- MATERIAL PROVIDED
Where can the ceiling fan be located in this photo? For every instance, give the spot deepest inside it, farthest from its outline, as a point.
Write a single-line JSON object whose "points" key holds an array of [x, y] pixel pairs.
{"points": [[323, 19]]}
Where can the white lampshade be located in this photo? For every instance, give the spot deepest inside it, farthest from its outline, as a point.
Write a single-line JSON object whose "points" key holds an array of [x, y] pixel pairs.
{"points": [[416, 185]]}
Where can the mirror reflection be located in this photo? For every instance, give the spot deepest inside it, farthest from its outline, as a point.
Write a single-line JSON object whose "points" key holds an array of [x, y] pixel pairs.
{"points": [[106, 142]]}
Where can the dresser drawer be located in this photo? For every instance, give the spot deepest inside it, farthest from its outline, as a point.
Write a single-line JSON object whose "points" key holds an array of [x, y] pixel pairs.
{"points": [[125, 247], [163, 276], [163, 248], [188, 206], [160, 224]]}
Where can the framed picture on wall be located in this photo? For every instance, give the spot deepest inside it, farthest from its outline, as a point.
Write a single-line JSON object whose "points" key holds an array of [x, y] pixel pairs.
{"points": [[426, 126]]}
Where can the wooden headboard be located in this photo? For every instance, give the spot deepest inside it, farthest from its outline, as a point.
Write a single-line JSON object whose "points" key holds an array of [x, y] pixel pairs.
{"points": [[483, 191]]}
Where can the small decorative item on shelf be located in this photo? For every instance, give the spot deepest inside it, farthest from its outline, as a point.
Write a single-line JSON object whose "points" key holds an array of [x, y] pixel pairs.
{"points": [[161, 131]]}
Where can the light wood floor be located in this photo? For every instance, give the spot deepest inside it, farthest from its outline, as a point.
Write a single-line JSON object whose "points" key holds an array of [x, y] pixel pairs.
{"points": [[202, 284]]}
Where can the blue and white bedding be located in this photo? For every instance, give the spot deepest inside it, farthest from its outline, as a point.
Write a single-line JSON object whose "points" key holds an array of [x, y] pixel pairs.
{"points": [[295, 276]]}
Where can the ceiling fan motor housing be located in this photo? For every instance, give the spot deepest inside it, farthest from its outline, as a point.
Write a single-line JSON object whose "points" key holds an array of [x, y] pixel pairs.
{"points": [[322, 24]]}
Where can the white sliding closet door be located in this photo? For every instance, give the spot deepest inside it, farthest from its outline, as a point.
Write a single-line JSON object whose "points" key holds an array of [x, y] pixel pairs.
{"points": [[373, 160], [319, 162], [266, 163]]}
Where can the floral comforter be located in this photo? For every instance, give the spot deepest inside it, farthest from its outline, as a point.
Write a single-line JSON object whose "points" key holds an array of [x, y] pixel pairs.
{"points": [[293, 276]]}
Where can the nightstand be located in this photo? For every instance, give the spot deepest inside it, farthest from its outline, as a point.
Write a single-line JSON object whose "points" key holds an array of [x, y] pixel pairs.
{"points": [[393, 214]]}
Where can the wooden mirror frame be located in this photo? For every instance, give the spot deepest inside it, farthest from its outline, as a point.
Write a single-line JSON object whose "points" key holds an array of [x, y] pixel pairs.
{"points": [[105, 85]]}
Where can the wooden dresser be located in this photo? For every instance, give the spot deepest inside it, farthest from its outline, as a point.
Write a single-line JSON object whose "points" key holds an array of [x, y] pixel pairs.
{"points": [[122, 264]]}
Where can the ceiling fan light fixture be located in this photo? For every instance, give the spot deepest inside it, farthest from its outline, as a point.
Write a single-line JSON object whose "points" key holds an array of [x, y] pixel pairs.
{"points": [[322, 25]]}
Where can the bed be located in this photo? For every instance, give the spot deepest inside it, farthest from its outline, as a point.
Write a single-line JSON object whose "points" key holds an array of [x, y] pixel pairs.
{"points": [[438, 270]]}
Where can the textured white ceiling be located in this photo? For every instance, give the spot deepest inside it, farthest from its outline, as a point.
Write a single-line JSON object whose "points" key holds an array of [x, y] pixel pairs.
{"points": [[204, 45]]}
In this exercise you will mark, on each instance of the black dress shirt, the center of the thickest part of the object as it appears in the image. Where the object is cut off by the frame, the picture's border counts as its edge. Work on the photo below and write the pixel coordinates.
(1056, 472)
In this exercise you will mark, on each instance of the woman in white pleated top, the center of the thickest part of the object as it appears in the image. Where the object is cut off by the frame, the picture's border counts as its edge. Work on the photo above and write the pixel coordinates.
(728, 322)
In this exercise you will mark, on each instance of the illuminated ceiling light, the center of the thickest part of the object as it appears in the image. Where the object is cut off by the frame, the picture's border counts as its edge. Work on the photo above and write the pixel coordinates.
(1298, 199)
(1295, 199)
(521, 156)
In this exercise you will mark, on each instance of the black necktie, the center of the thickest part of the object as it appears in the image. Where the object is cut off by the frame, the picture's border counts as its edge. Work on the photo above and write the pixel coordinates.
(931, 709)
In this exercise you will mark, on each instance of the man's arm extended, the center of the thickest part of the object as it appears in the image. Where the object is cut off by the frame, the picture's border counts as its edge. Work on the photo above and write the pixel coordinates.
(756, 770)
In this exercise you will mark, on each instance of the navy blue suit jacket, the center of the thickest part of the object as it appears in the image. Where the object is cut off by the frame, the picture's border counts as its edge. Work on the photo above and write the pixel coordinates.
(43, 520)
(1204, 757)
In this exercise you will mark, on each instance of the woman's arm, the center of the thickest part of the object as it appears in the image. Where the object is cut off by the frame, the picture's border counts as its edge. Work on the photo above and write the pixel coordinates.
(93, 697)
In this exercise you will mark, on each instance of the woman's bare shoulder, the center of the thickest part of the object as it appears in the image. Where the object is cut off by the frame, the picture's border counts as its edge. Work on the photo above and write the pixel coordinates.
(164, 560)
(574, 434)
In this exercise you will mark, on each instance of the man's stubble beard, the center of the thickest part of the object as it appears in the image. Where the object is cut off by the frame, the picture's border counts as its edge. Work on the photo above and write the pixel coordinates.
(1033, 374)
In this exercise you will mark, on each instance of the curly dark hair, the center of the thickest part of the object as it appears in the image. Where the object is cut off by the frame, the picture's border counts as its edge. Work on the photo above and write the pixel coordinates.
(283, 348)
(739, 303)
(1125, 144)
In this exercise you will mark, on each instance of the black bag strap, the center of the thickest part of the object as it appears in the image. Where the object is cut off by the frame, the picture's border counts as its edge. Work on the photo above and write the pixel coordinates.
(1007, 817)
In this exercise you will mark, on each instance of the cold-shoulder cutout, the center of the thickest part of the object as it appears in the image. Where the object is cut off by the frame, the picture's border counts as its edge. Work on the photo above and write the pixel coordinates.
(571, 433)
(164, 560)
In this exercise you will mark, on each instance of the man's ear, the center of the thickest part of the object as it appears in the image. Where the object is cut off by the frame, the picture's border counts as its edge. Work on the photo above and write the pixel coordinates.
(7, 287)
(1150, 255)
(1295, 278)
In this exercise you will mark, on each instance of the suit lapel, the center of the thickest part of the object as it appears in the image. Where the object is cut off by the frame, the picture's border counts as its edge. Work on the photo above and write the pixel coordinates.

- WORK TO COMPLETE
Would you copy every line from the listing above that has the string "dresser" in it?

- ANSWER FOR THIS EXERCISE
Where can the dresser drawer be located in this photo? For every instance, give the spot deepest inside it, farthest from its outline, as a point.
Where can the wooden dresser be located in this photo? For every instance, give the spot deepest inside it, farthest from its outline, as a point.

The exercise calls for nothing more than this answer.